■ Written request 1: Reproduce the listing that follows the cipher writeup line for line, omitting the picture.

■ Quoted text:
****************************************

Posted on • Originally published at exploitnotes.hashnode.dev

BronoCTF : Custom Cipher Writeup

Summary

pscheme.py implements a toy "encryption" scheme that encodes each 4-byte
chunk of the flag as extra roots multiplied directly into a public
polynomial. Because the polynomial multiplication is invertible and the
original public key is handed to you in the ciphertext, the scheme
collapses to straightforward polynomial division: divide each ciphertext
polynomial by the known public key, factor the resulting quartic to recover
the plaintext bytes, then use the appended 8-bit order field to undo the
scheme's internal shuffle. No knowledge of the private root set is needed at
all.

The Source

import cmath
import itertools
import random


class Poly:
    def __init__(self, coeff: list):
        self.coeff = coeff
        self.coeff.reverse()

****************************************

■ Dataset records:

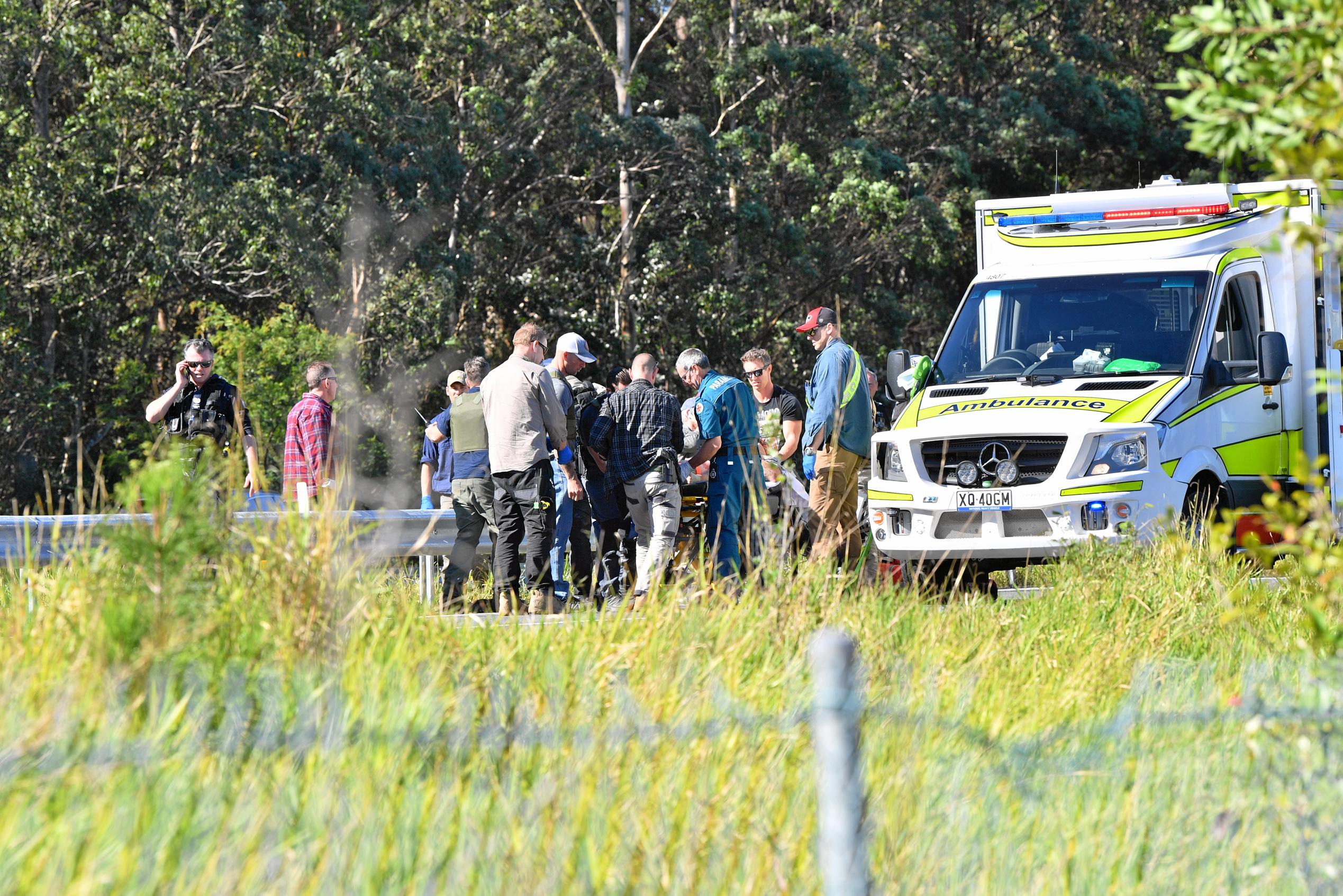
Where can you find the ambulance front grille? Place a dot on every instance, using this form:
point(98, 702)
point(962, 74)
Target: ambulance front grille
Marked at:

****************************************

■ Written request 2: Transcribe the entire cipher writeup above word for word.

■ Correct response 1:
Where can you find the ambulance front grille? Place a dot on every instance, using this form:
point(98, 702)
point(962, 74)
Target: ambulance front grille
Marked at:

■ Correct response 2:
Posted on • Originally published at exploitnotes.hashnode.dev

BronoCTF : Custom Cipher Writeup

Summary

pscheme.py implements a toy "encryption" scheme that encodes each 4-byte
chunk of the flag as extra roots multiplied directly into a public
polynomial. Because the polynomial multiplication is invertible and the
original public key is handed to you in the ciphertext, the scheme
collapses to straightforward polynomial division: divide each ciphertext
polynomial by the known public key, factor the resulting quartic to recover
the plaintext bytes, then use the appended 8-bit order field to undo the
scheme's internal shuffle. No knowledge of the private root set is needed at
all.

The Source

import cmath
import itertools
import random


class Poly:
    def __init__(self, coeff: list):
        self.coeff = coeff
        self.coeff.reverse()